* _YOUR INSTRUCTIONS_
Return the part of the drill thread starting at "It is the problem" and ending at "(Jan 26, 2009)", copied word for word.

* _PROVIDED PASSAGE_
-=-=-=-=-

# My Fault or not?



## Bob Mariani (Dec 1, 2008)

It is the problem with economy tools. They work fine until using them under more stressful real world workloads. But you can return for full refund. This is why pros will not use such brands. We have no time to return tools after each or during each job. Any good drill will work continuously for 24 hours a day if needed. I would use a 1/2" Milwaukee Hole Hawg when drilling holes for a new electrical rough-in. I turn in on and drill. Stop for lunch and drill until every hole is done. Used the same drill for 22 years now.


----------



## joel v. (Jan 26, 2009)

It is very very unlikely that you got it hot enough to fuse it together. That would be 2000 degrees or more celcuis. Lower end chucks tend to get stuck after extreme use and somethimes even the good chucks do it. I would return it for a refund if under warranty and buy a better drill. If no warranty than stick the end of the chuck in a vice and a vice grip onto the upper of the chuck and get it lose.


----------



## Chemist1961 (Dec 13, 2008)

-=-=-=-=-

* _DATA PROVIDED_
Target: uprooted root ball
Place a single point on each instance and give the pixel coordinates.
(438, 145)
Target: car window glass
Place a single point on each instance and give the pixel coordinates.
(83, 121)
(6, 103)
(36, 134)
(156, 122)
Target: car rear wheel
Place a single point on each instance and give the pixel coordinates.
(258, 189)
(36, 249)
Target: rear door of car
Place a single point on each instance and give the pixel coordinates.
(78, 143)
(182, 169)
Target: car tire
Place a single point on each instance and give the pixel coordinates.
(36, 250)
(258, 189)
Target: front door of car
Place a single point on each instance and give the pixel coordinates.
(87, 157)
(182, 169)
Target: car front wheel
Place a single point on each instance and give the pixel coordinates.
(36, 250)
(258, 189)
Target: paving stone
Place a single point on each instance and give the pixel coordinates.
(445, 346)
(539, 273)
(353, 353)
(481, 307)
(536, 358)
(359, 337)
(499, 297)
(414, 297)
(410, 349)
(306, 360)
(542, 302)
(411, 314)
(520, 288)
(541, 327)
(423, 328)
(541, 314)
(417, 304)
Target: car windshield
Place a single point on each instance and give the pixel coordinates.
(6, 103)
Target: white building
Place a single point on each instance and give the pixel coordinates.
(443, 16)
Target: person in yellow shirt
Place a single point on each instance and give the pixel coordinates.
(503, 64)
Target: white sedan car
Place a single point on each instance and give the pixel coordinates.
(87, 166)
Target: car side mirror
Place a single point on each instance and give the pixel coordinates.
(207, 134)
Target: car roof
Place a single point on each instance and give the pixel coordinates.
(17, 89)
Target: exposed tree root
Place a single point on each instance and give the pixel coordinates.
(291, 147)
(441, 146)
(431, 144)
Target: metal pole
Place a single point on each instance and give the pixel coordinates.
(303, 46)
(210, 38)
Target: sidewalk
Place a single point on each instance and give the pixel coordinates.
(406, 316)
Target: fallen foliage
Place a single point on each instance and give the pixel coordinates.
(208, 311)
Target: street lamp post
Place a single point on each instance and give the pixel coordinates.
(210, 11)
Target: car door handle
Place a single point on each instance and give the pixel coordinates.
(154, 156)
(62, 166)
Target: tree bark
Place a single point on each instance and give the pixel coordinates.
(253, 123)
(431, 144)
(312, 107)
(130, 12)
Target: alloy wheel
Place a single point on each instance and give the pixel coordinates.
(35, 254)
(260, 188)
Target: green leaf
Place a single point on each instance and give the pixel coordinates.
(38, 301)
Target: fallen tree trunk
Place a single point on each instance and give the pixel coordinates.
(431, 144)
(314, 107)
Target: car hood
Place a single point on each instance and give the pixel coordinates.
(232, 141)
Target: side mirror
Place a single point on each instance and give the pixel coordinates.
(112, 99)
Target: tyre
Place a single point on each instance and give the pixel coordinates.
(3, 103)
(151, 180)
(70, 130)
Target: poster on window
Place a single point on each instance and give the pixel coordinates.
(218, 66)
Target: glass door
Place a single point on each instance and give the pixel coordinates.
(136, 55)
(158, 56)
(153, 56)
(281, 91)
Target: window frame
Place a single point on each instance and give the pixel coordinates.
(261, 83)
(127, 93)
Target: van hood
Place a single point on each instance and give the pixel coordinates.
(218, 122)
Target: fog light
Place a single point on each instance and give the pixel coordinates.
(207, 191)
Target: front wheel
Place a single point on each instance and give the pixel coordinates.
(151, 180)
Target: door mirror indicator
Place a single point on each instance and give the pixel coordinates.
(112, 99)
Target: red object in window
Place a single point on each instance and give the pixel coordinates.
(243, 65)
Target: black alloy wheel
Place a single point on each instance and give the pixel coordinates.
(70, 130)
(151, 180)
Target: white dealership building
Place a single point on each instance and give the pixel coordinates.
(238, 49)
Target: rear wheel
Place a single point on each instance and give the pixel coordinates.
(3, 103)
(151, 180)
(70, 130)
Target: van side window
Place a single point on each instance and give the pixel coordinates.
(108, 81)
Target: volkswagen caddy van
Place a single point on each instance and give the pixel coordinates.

-=-=-=-=-

* _ANSWER TO THIS EXERCISE_
It is the problem with economy tools. They work fine until using them under more stressful real world workloads. But you can return for full refund. This is why pros will not use such brands. We have no time to return tools after each or during each job. Any good drill will work continuously for 24 hours a day if needed. I would use a 1/2" Milwaukee Hole Hawg when drilling holes for a new electrical rough-in. I turn in on and drill. Stop for lunch and drill until every hole is done. Used the same drill for 22 years now.


----------



## joel v. (Jan 26, 2009)